◆ PROVIDED INFORMATION ◆
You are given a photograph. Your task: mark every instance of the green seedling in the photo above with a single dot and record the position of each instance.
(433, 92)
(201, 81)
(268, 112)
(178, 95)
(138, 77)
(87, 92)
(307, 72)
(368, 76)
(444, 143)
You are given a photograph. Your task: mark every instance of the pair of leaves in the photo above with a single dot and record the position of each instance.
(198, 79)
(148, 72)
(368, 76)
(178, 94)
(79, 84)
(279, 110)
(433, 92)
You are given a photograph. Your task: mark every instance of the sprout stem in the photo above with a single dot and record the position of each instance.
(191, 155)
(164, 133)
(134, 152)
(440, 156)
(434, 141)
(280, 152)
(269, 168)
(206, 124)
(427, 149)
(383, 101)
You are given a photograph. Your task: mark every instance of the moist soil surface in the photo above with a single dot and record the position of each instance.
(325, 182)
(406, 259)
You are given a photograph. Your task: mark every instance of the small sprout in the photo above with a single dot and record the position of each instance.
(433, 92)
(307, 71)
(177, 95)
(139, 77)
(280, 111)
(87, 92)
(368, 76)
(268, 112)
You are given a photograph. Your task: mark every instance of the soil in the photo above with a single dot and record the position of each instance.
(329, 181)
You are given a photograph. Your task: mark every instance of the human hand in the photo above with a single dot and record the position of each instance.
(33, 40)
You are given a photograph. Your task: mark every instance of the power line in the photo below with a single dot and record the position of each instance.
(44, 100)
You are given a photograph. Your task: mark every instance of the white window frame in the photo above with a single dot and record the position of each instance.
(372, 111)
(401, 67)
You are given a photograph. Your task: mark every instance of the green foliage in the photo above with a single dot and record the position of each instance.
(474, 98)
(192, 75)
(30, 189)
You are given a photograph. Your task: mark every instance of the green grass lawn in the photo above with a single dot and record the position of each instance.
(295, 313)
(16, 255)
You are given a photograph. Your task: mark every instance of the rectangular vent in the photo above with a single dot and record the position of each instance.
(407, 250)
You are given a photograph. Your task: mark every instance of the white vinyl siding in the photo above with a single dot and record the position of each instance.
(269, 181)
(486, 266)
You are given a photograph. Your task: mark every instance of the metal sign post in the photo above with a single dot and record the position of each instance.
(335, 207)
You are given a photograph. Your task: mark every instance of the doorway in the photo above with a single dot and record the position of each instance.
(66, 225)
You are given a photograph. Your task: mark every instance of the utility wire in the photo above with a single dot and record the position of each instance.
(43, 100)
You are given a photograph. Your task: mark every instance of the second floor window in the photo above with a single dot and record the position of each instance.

◆ STATED TASK ◆
Turn every line of the entries above into a JSON list of strings, one string per line, with blank lines left out.

◆ COMPLETE RESPONSE ◆
[
  "You are given a photograph. Your task: mark every instance of the green seedling in the photo above with a single dot and record the position of each instance.",
  "(433, 92)",
  "(201, 81)",
  "(268, 112)",
  "(178, 95)",
  "(138, 77)",
  "(87, 92)",
  "(307, 72)",
  "(368, 76)",
  "(444, 143)",
  "You are given a photograph. Your task: mark every instance of the pair of leaves in the photo above with a single dot and record the position of each instance.",
  "(198, 79)",
  "(148, 72)",
  "(368, 76)",
  "(178, 94)",
  "(79, 84)",
  "(279, 110)",
  "(433, 92)",
  "You are given a photograph. Your task: mark every instance of the sprout stem in the photo above with a single dot and record the position of each instance.",
  "(191, 155)",
  "(164, 133)",
  "(134, 152)",
  "(440, 156)",
  "(434, 141)",
  "(280, 152)",
  "(269, 168)",
  "(206, 124)",
  "(427, 149)",
  "(383, 101)",
  "You are given a photograph. Your task: mark every instance of the moist soil surface in the photo above with a single dot and record the position of each instance.",
  "(325, 182)",
  "(406, 259)",
  "You are given a photograph. Your task: mark every instance of the small sprout in the photo above with a single dot and record the position of each instance.",
  "(433, 92)",
  "(307, 71)",
  "(177, 95)",
  "(139, 77)",
  "(280, 111)",
  "(87, 92)",
  "(368, 76)",
  "(268, 112)",
  "You are given a photograph. Your task: mark every instance of the soil in the photo above with a single dot and record the position of each instance.",
  "(329, 181)",
  "You are given a photograph. Your task: mark every instance of the human hand in the photo above with a single dot and record the position of each instance.",
  "(33, 40)",
  "You are given a photograph. Your task: mark every instance of the power line in the photo below with a single dot and record the position of each instance.",
  "(44, 100)",
  "You are given a photograph. Your task: mark every instance of the white window frame in the photo above with a single dot and record the position of each instance.",
  "(372, 111)",
  "(401, 67)",
  "You are given a photograph. Your task: mark every instance of the green foliage in the photo above with a single dot and record the position of each instance.",
  "(474, 98)",
  "(192, 75)",
  "(30, 189)",
  "You are given a photograph. Your task: mark every instance of the green grass lawn in the photo above with a single dot and record the position of each instance.",
  "(295, 313)",
  "(16, 255)",
  "You are given a photograph. Your task: mark every instance of the rectangular vent in the photo above with a single dot and record the position of each instance.",
  "(407, 250)",
  "You are given a photograph. Your task: mark every instance of the white vinyl siding in the photo above with a single dot and record the position of each instance.",
  "(269, 181)",
  "(486, 266)",
  "You are given a photograph. Your task: mark every instance of the metal sign post in the photo above with a single dot and record the position of each instance.",
  "(335, 207)",
  "You are given a photograph. Your task: mark every instance of the doorway in the photo above with a single dot and record the position of each instance.",
  "(66, 225)",
  "You are given a photograph. Your task: mark every instance of the utility wire in the photo above with a single dot and record the position of each instance.",
  "(43, 100)",
  "You are given a photograph. Your task: mark every instance of the second floor window in the photo above with a single dot and record the position of each instance."
]